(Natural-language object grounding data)
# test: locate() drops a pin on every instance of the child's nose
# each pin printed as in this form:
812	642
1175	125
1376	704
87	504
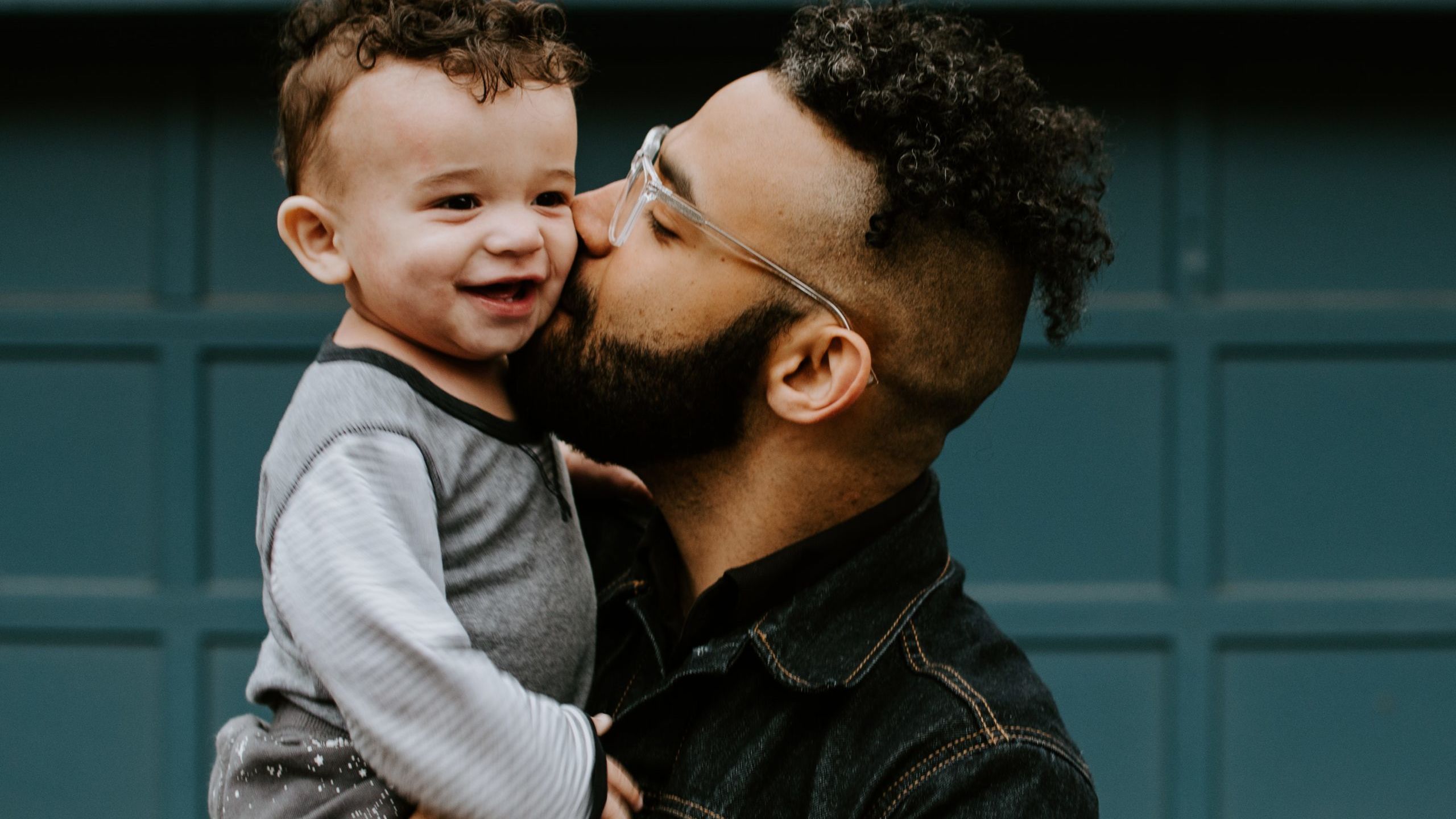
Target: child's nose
516	235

Problem to solve:
Your task is to repeat the data above exactly while excluding the pictures.

Written solution:
# test: locate() drops a pin on every instance of the child's nose
# each pin printed as in this form:
812	642
1175	125
1376	704
87	504
Target: child's nose
516	235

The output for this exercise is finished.